### Vorgegebener Text ###
1969 bis 1972 errichtete der Senatsbaudirektor Werner Düttmann das Kudamm-Eck. Es wurde schon bald nach seiner Fertigstellung als „überdimensionierter Schandfleck“ empfunden. In dem verwinkelten Gebäude konnte sich kein Nutzer auf Dauer erfolgreich behaupten, und viele wünschten sich schon in den 80er-Jahren einen möglichst baldigen Abriss. Dazu kam es schließlich 1998. In den folgenden drei Jahren bis 2001 bauten die Architekten Gerkan, Mark und Partner (gmp) das heutige runde Kudamm-Eck. Entstanden ist ein 10-geschossiges, 45 m hohes Geschäftshaus mit einer 70 m² großen elektronischen Werbewand. Oben an der Fassade wurde ein Skulpturenensemble von Markus Lüpertz aufgestellt: Das Urteil des Paris. Die drei Göttinnen sind an der Ecke Kurfürstendamm zu erkennen. Paris hält sich etwas im Hintergrund an der Einmündung der Augsburger Straße in die Joachimsthaler. Falls Sie sich nicht mehr genau an diese Episode aus der griechischen Mythologie erinnern: Alle Götter waren zur Hochzeit des Peleus und der Thetis eingeladen, außer Eris, die Göttin der Zwietracht. Natürlich rächte sie sich, indem sie Zwietracht säte. Sie warf einen goldenen Apfel mit der Aufschrift „Für die Schönste“ unter die Hochzeitsgesellschaft. So kam es zum Streit zwischen Aphrodite, Pallas Athene und Hera. Daher stammt übrigens der Ausdruck “Zankapfel”. Der kluge Zeus wusste, dass mit einer Entscheidung in dieser Frage nichts zu gewinnen war. Er forderte den jungen Paris, den Sohn des trojanischen Königs Priamos auf, den Schiedsrichter zu spielen. Jede der Göttinnen versuchte, ihn zu bestechen. Hera versprach ihm die Herrschaft über die Welt, Athene Weisheit und Aphrodite die Liebe der schönsten Frau der Welt. Paris entschied sich für Aphrodite. Die schönste Frau der Welt war allerdings Helena, und sie war bereits mit Menelaos, dem König von Sparta, verheiratet. Der Raub der Helena zur Erfüllung des Versprechens der Aphrodite war schließlich der Auslöser des Trojanischen Krieges.
### Gesammeltes Material ###
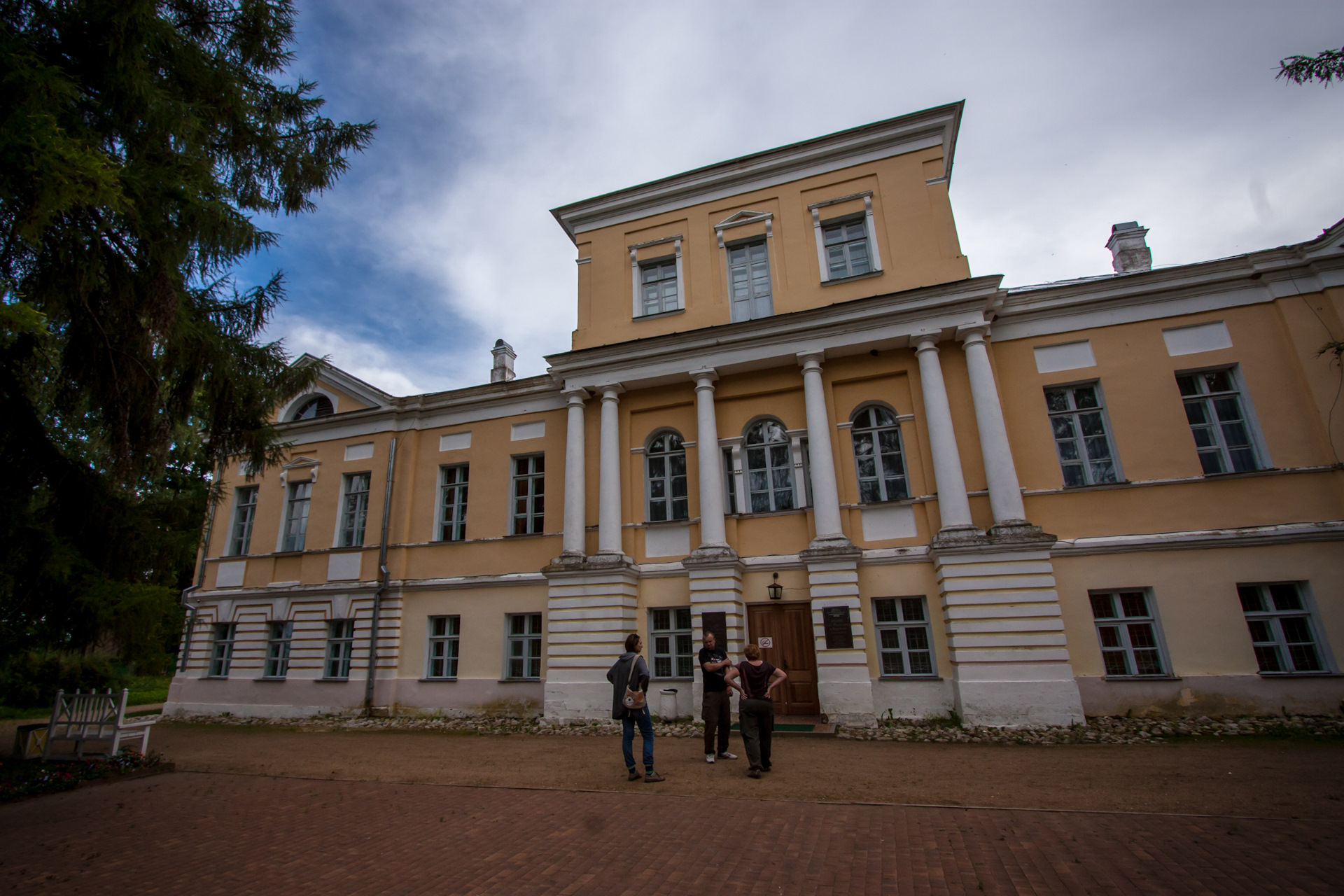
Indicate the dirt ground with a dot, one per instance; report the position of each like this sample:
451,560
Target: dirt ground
1249,778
###
### Aufgaben
A) Beantworten Sie anhand des Textes über das Kudamm-Eck diese Fragen:
(i) Wer errichtete von 1969 bis 1972 das erste Kudamm-Eck?
(ii) Wie hoch ist das heutige Geschäftshaus?
(iii) Was versprach Athene dem Paris?
B) Übersetzen Sie aus dem Text über das Kudamm-Eck den Satz „Der kluge Zeus wusste, dass mit einer Entscheidung in dieser Frage nichts zu gewinnen war.“ ins Englische.
C) Schreiben Sie bitte eine Fortsetzung des Textes über das Kudamm-Eck, die an seinen letzten Satz anschließt.
Die Zeilen stehen in keinem Zusammenhang mit dem Text über das Kudamm-Eck.

### Antworten je Aufgabe
A)
(i) Der Senatsbaudirektor Werner Düttmann.
(ii) 45 m.
(iii) Weisheit.

B) Wise Zeus knew that nothing was to be gained by making a decision on this question.

C)
Station 1.3: Neues Kranzler Eck

Unter der Bezeichnung Neues Kranzler Eck errichtete von 1998 bis 2000 der Architekt Helmut Jahn auf dem 20.000 Quadratmeter großen sogenannten Victoria-Arial einen neuen Baukomplex. Hauptgebäude ist ein 16-geschossiger, 60 Meter hoher verglaster Baukörper mit einer Passage von der Kantstraße zum Kurfürstendamm. Den markanten Blickfang bildet eine spitz zulaufende 54 m hohe Kante mit der Lichtinstallation Lichtburg von Yann Kersalé.

Am 27. Dezember 2000 erfolgte die Wiedereröffnung des Café Kranzler unter altem Namen, ausschließlich im Bereich der Rotunde tagsüber als Café, abends als Bar. Ende 2015 wurde es allerdings wieder geschlossen. Ein Jahr später wurde das neue Café Kranzler wiedereröffnet und wird nun als Filiale der Berliner Kaffeerösterei The Barn betrieben. Da das Gebäude nach wie vor unter Denkmalschutz steht, hat sich äußerlich kaum etwas verändert. Die Innenräume wurden jedoch komplett erneuert.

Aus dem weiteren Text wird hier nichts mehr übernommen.